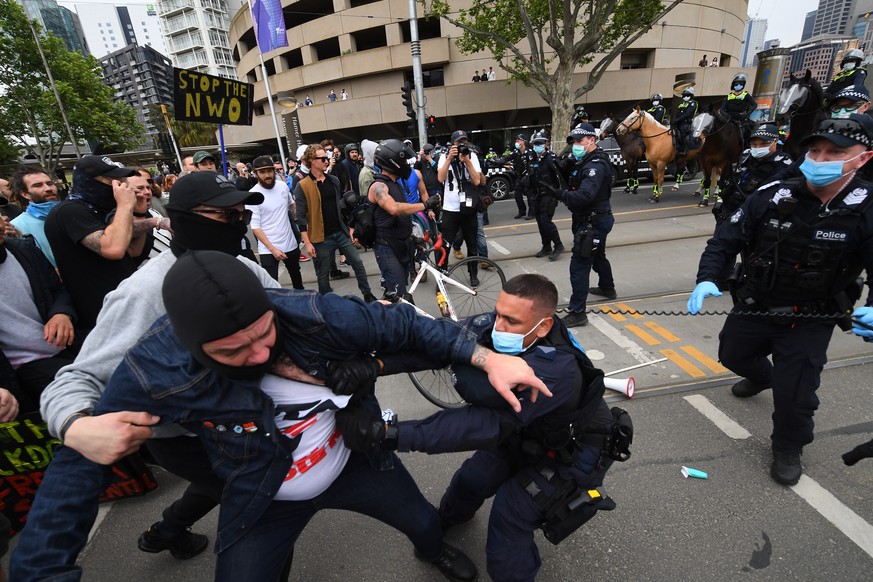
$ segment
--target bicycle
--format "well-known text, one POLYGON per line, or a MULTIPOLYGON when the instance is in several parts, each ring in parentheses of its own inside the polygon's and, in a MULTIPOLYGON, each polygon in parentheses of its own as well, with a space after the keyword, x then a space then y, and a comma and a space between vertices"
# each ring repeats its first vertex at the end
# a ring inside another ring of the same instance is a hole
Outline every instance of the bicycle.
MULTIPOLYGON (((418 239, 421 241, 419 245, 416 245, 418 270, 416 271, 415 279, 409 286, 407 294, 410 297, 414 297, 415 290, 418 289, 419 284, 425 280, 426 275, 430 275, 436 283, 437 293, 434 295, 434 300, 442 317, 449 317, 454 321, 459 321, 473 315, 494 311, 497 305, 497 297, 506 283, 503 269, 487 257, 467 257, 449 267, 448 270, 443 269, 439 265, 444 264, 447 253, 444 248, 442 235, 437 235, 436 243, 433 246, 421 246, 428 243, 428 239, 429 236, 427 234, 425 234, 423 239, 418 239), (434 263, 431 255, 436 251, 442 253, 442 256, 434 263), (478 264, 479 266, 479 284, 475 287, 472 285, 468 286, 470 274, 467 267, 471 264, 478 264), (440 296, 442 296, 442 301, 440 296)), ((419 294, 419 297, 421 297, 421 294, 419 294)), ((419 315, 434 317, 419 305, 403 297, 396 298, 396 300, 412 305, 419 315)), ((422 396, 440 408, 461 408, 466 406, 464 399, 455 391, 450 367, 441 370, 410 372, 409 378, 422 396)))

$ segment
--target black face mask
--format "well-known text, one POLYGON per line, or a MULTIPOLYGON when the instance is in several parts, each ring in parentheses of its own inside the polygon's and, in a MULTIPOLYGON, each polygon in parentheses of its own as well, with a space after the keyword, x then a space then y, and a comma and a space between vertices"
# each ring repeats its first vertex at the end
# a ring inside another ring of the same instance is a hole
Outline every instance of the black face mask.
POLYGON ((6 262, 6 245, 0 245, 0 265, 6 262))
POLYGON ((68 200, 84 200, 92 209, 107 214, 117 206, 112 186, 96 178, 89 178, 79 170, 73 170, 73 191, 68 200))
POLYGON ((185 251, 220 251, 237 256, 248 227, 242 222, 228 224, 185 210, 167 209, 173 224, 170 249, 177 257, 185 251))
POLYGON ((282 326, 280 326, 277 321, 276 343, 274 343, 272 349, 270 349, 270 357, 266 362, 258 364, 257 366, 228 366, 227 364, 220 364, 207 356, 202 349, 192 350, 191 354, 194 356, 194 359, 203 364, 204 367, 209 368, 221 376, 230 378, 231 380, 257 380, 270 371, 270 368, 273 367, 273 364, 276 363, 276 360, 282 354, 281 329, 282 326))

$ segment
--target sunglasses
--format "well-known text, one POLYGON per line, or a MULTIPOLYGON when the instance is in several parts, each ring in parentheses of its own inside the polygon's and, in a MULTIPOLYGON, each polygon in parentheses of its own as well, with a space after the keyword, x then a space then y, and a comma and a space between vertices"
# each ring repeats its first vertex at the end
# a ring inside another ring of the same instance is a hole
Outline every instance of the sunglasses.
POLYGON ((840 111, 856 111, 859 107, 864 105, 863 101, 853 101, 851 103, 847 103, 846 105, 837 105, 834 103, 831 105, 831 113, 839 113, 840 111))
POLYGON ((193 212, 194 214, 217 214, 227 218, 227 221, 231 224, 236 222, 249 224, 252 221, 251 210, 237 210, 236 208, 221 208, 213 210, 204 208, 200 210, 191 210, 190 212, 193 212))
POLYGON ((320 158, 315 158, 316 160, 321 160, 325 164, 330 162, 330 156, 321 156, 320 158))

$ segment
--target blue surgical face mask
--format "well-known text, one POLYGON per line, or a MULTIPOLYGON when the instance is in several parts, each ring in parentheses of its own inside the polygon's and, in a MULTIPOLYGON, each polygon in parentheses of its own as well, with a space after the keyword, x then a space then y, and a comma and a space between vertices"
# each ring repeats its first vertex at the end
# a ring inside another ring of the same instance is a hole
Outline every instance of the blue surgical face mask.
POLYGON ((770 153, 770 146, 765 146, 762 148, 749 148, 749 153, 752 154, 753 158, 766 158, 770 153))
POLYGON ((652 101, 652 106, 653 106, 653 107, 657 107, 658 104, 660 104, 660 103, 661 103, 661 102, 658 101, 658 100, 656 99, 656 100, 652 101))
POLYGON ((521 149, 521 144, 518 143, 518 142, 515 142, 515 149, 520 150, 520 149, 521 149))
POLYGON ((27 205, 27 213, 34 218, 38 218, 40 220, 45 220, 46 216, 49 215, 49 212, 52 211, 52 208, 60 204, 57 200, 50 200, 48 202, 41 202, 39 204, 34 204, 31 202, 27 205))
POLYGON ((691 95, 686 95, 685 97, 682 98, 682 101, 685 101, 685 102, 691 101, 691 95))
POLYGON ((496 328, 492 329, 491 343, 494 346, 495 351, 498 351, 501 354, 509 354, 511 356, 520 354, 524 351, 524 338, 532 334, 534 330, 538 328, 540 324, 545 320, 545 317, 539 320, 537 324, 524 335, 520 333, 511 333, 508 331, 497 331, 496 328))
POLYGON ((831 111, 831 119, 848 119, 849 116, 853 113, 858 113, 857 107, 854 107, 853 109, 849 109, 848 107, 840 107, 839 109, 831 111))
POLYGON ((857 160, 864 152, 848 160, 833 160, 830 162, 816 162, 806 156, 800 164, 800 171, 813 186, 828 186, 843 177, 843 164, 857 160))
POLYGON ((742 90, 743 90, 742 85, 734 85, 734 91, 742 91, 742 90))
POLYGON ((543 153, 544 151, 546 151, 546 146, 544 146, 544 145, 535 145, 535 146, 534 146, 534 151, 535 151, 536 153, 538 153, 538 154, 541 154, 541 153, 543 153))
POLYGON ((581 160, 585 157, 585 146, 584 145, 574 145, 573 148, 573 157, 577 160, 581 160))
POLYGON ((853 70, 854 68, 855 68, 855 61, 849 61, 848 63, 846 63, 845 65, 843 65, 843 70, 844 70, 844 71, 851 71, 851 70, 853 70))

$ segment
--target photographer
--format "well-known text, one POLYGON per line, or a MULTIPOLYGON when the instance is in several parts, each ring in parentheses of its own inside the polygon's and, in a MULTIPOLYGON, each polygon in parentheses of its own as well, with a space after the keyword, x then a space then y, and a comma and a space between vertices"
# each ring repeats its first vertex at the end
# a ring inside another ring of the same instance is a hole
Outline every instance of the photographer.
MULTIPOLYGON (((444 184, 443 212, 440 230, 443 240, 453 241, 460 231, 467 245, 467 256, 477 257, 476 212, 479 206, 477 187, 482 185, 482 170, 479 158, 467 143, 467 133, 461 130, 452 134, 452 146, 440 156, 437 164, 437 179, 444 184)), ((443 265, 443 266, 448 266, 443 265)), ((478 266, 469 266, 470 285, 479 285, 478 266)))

----

** TASK GOAL **
Beginning with the line that contains "--target photographer", retype every remaining line of the listing exactly, ending with the last one.

** WRITTEN SOLUTION **
--target photographer
--format "well-known text, one POLYGON per line, or a MULTIPOLYGON when the instance is in several parts, each ring in parentheses of its own inside the polygon's and, in a MULTIPOLYGON, each polygon in parentheses of its own as well, with a space after the keyword, x then a space then y, and a comma and a space between vertices"
# each ring repeats its first vertex at the end
# a ring inside another ring of the same instance is a hole
Outline every instance of the photographer.
MULTIPOLYGON (((444 184, 443 212, 440 230, 443 240, 453 241, 460 231, 467 245, 467 256, 477 257, 476 212, 479 206, 477 187, 482 185, 482 170, 479 158, 467 143, 467 133, 461 130, 452 134, 452 146, 440 156, 437 164, 437 179, 444 184)), ((443 265, 443 266, 448 266, 443 265)), ((478 266, 469 266, 470 285, 479 285, 478 266)))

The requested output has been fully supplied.